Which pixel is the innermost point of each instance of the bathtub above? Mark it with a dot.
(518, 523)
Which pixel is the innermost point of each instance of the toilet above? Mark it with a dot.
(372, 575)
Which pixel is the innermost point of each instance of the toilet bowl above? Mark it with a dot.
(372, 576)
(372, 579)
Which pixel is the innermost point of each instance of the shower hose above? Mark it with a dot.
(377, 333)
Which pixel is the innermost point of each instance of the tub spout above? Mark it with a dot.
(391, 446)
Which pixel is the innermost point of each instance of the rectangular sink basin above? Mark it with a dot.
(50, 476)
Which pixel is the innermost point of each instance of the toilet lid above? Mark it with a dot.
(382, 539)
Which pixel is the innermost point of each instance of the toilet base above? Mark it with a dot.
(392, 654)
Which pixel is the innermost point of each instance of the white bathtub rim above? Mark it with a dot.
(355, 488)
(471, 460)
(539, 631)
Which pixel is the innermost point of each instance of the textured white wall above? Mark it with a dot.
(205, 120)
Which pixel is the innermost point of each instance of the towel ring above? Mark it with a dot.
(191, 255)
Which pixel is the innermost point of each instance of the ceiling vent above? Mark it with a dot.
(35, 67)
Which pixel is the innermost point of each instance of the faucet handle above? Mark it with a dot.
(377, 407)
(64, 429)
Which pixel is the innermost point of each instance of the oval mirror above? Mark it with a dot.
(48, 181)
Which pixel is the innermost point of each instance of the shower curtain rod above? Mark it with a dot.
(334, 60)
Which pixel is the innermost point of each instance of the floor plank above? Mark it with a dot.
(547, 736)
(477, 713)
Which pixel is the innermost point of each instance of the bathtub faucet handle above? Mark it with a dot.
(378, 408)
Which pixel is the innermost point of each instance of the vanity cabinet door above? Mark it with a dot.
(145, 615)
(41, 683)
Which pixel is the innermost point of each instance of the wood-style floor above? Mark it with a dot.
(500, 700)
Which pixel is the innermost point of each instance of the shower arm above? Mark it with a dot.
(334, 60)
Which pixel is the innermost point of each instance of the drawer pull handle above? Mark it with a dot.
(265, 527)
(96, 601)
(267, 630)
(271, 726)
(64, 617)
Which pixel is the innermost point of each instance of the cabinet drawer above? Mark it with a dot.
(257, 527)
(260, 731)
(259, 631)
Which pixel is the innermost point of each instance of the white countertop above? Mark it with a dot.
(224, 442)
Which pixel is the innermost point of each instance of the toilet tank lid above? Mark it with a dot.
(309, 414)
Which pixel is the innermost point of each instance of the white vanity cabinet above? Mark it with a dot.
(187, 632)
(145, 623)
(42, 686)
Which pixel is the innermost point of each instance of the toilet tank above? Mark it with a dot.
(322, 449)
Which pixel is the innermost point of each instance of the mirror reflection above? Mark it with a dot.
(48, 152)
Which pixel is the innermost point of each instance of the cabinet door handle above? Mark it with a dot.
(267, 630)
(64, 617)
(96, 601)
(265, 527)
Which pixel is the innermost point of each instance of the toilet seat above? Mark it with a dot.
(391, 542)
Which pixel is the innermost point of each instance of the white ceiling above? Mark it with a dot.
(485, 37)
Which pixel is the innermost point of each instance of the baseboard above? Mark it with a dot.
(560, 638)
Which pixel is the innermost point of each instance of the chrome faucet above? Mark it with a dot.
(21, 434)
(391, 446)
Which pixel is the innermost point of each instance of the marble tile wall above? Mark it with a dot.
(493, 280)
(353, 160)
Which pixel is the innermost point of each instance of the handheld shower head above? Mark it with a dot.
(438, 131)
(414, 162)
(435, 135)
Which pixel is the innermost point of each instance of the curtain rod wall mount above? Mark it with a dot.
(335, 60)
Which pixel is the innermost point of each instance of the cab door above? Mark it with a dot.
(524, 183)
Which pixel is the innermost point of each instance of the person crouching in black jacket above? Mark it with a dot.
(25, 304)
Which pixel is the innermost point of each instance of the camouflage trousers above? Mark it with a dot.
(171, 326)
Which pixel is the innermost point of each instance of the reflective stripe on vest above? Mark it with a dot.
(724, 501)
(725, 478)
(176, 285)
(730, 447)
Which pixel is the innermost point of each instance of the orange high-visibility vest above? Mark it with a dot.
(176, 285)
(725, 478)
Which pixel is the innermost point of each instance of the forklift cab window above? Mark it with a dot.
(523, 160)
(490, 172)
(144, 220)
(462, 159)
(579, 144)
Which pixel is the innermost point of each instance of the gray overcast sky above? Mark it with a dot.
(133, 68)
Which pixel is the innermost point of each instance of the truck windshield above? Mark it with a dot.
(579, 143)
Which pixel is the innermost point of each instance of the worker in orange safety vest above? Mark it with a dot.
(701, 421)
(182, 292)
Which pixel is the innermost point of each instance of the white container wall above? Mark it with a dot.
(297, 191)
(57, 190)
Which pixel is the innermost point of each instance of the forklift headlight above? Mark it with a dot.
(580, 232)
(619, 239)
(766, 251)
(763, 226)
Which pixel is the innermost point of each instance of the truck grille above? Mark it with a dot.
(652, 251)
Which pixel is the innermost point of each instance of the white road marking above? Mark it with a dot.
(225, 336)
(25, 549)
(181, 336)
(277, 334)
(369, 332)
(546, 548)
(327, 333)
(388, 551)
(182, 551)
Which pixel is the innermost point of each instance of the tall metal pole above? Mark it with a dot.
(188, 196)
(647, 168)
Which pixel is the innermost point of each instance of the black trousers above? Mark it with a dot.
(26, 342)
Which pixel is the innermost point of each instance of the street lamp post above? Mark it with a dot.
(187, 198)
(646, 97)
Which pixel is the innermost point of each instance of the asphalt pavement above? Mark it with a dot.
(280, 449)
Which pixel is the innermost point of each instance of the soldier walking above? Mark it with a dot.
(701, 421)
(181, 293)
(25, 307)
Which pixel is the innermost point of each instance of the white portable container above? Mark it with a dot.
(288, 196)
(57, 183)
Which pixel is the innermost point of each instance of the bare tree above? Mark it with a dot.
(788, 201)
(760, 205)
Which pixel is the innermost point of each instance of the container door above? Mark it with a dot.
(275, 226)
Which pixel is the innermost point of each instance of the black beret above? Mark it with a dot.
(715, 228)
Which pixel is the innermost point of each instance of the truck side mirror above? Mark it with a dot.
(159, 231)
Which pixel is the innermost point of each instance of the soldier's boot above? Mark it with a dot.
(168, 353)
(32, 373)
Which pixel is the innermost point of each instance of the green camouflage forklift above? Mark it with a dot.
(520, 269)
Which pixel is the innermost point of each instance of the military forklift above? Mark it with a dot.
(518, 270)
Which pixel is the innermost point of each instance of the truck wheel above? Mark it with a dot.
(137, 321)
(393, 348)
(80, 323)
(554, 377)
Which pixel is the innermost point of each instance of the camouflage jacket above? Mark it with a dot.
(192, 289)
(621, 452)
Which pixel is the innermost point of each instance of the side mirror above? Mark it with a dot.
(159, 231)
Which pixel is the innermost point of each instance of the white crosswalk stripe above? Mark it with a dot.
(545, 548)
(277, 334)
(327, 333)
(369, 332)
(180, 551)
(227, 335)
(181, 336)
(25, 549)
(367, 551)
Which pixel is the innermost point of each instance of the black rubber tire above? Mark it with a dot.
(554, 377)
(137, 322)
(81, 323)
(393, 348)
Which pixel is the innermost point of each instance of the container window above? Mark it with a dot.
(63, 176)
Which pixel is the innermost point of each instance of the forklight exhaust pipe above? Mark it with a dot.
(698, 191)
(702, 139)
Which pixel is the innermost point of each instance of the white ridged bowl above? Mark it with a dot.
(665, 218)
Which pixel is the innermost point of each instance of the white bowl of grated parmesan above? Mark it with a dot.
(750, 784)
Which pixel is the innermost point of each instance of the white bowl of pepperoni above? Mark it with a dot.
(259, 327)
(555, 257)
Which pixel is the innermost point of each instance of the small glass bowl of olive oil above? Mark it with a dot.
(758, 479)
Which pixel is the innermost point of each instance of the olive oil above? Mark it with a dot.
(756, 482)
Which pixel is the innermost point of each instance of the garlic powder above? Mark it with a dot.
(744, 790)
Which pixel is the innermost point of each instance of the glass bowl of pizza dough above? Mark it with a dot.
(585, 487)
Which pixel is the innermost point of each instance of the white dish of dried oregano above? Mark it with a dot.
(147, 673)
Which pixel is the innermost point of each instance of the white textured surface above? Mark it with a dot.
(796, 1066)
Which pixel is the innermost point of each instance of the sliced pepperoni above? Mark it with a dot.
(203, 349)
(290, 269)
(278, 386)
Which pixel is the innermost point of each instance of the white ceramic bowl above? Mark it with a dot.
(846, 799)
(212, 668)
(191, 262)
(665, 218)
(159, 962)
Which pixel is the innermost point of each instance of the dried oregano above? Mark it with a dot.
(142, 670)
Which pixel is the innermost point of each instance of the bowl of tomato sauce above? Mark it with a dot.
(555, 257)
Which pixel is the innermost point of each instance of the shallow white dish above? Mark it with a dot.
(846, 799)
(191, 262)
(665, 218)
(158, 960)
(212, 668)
==============================
» **What the task asks**
Once the line containing "dish above? Mark it with a dot." is found, please retype it and every remaining line of the listing above, exactly, with nothing else.

» **Response to the task**
Which pixel is the innermost point of each instance of the shallow white dish above? Mark it with a dot.
(846, 799)
(191, 262)
(665, 218)
(158, 960)
(212, 668)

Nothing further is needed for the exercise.